Dataset excerpts on object pointing
::::::
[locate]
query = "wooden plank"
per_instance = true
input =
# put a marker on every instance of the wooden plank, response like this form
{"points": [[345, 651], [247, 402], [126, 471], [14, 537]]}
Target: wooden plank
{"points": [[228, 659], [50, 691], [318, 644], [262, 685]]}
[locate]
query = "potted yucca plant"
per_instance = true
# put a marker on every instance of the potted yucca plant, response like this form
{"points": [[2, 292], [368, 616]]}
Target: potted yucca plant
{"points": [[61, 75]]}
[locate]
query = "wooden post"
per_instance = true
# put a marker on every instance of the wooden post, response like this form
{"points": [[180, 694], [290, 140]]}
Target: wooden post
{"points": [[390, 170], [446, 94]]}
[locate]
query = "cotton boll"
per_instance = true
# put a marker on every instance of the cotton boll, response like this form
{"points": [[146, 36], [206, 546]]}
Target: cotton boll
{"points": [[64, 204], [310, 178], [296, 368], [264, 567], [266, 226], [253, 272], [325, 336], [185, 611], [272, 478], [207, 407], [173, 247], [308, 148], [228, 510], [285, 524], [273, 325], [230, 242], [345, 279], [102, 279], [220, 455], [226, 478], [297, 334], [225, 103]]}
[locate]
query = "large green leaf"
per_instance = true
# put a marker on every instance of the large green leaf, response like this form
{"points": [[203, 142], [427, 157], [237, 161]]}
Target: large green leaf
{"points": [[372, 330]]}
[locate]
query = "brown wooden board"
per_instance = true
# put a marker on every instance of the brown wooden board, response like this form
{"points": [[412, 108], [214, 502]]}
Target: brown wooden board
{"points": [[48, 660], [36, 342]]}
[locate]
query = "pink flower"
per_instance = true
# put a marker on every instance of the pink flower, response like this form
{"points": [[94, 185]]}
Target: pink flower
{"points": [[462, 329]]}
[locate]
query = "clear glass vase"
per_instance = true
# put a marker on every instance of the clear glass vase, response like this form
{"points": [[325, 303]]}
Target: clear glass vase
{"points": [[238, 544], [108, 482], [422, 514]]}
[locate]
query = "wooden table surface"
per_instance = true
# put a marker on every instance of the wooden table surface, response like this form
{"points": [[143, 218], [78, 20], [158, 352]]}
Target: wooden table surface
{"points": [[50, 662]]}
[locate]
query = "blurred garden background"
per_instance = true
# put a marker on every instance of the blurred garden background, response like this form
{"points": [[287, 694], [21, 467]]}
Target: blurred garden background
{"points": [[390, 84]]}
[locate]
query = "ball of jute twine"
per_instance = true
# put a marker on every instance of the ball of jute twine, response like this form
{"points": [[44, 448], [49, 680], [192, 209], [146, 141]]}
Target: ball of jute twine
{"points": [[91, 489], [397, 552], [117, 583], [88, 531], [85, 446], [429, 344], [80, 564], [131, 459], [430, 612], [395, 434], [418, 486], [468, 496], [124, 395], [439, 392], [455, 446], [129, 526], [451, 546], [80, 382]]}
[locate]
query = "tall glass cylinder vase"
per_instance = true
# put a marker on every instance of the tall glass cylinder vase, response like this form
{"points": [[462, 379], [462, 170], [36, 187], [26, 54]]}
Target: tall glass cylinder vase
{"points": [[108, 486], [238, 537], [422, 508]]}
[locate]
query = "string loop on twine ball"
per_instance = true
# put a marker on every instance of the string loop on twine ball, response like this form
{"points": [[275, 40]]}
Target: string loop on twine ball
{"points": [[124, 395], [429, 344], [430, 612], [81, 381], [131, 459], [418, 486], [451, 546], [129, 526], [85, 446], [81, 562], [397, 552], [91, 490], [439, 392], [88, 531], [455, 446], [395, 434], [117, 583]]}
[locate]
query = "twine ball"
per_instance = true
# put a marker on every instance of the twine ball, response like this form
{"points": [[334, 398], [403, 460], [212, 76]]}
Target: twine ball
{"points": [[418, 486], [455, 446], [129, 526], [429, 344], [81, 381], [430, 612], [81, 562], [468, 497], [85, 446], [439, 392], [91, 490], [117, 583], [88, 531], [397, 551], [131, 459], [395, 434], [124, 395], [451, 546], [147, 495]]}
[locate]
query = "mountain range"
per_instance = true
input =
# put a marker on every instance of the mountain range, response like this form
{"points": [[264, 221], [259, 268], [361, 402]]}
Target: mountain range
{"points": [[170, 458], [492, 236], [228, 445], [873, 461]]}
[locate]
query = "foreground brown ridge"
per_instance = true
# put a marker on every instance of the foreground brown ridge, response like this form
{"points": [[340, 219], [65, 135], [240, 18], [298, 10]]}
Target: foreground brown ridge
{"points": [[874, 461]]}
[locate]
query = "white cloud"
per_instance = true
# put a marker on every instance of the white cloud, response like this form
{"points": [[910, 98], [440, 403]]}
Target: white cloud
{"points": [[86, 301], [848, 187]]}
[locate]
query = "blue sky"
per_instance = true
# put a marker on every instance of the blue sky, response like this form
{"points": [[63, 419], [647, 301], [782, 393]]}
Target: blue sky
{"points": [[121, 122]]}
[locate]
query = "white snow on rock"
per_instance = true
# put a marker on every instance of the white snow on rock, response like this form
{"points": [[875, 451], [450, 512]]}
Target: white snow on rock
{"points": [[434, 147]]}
::::::
Output each entry precisely as given.

[locate]
query = "wooden plank"
per_instance = true
input =
# put a marker on every instance of the wooden plank, response like this form
{"points": [[345, 651], [247, 402], [126, 471], [14, 537]]}
Target: wooden plank
{"points": [[228, 659], [50, 691], [318, 644], [262, 685]]}
[locate]
query = "potted yucca plant"
per_instance = true
# put a marker on every instance of the potted yucca plant, response like this form
{"points": [[2, 292], [368, 616]]}
Target: potted yucca plant
{"points": [[61, 75]]}
[locate]
query = "wooden post"
per_instance = true
# put a marker on every instance of the wooden post, response like this form
{"points": [[180, 694], [290, 140]]}
Target: wooden post
{"points": [[390, 170], [446, 94]]}
[locate]
query = "cotton boll"
per_instance = true
# put a marker on every instance of the cotton boll, response like this form
{"points": [[146, 36], [206, 546]]}
Target: cotton boll
{"points": [[64, 204], [310, 178], [296, 368], [264, 567], [266, 226], [253, 272], [325, 336], [185, 611], [272, 478], [207, 407], [173, 247], [308, 148], [228, 510], [285, 524], [273, 325], [230, 242], [345, 279], [102, 279], [220, 455], [226, 478], [297, 334], [225, 103]]}
[locate]
query = "large green leaf"
per_instance = true
# put a marker on every instance of the large green leaf, response like this form
{"points": [[203, 142], [427, 157], [237, 161]]}
Target: large green leaf
{"points": [[372, 330]]}
[locate]
query = "brown wooden board"
per_instance = true
# put a marker on every instance of the brown wooden board, response like this form
{"points": [[412, 108], [214, 502]]}
Target: brown wooden board
{"points": [[48, 660], [36, 342]]}
[locate]
query = "pink flower"
per_instance = true
# put a marker on every instance of the pink flower, response like this form
{"points": [[94, 185]]}
Target: pink flower
{"points": [[462, 329]]}
[locate]
query = "clear glass vase"
per_instance = true
# put a marker on every instance of the clear glass vase, response like this form
{"points": [[325, 303]]}
Target: clear glass vase
{"points": [[238, 544], [108, 482], [422, 514]]}
[locate]
query = "wooden table surface"
per_instance = true
# put a marker on every instance of the wooden table surface, response like this form
{"points": [[143, 218], [78, 20], [158, 352]]}
Target: wooden table surface
{"points": [[50, 662]]}
[locate]
query = "blurred garden background"
per_instance = true
# put a marker on every instance of the blurred garden background, response like this form
{"points": [[287, 694], [21, 467]]}
Target: blurred garden background
{"points": [[390, 84]]}
[locate]
query = "ball of jute twine"
per_instance = true
# put a marker on every instance of the ball of jute twine, response like this form
{"points": [[44, 448], [49, 680], [192, 209], [146, 141]]}
Target: ball of jute twine
{"points": [[91, 489], [397, 552], [117, 583], [88, 531], [85, 446], [429, 344], [80, 564], [131, 459], [430, 612], [395, 434], [418, 486], [468, 496], [124, 395], [439, 392], [455, 446], [129, 526], [451, 546], [80, 382]]}
[locate]
query = "tall glass cylinder vase"
per_instance = true
# put a marker on every instance of the tall glass cylinder vase, response like this form
{"points": [[462, 379], [462, 170], [36, 187], [26, 54]]}
Target: tall glass cylinder vase
{"points": [[108, 486], [238, 537], [422, 508]]}
[locate]
query = "string loop on twine ball"
per_instance = true
# put a marker on every instance of the string loop on twine ball, response like this form
{"points": [[275, 40]]}
Target: string loop on twine ball
{"points": [[124, 395], [429, 344], [430, 612], [81, 381], [131, 459], [418, 486], [451, 546], [129, 526], [85, 446], [81, 562], [397, 552], [91, 490], [439, 392], [88, 531], [455, 446], [395, 434], [117, 583]]}
[locate]
query = "twine ball"
per_instance = true
# put a marker on every instance of the twine ball, response like this form
{"points": [[334, 398], [403, 460], [212, 76]]}
Target: twine ball
{"points": [[418, 486], [455, 446], [129, 526], [429, 344], [81, 381], [430, 612], [81, 562], [468, 497], [85, 446], [439, 392], [91, 490], [117, 583], [88, 531], [397, 551], [131, 459], [395, 434], [124, 395], [451, 546], [147, 495]]}
[locate]
query = "mountain range"
per_instance = true
input =
# put a marker on every instance of the mountain range, response like this form
{"points": [[264, 221], [259, 268], [361, 402]]}
Target: mountain range
{"points": [[170, 458], [492, 236], [228, 445], [873, 461]]}
[locate]
query = "foreground brown ridge"
per_instance = true
# put a marker on every instance of the foreground brown ridge, response like this form
{"points": [[340, 219], [65, 135], [240, 18], [298, 10]]}
Target: foreground brown ridge
{"points": [[874, 461]]}
[locate]
query = "white cloud"
per_instance = true
# put a marker on every instance of the white cloud, response like this form
{"points": [[910, 98], [440, 403]]}
Target: white cloud
{"points": [[86, 301], [848, 187]]}
[locate]
query = "blue sky"
per_instance = true
# put a marker on every instance of the blue sky, response like this form
{"points": [[63, 419], [647, 301], [782, 393]]}
Target: blue sky
{"points": [[121, 122]]}
[locate]
query = "white snow on rock"
per_instance = true
# put a marker on every instance of the white snow on rock, response like this form
{"points": [[875, 451], [450, 512]]}
Target: white snow on rock
{"points": [[434, 147]]}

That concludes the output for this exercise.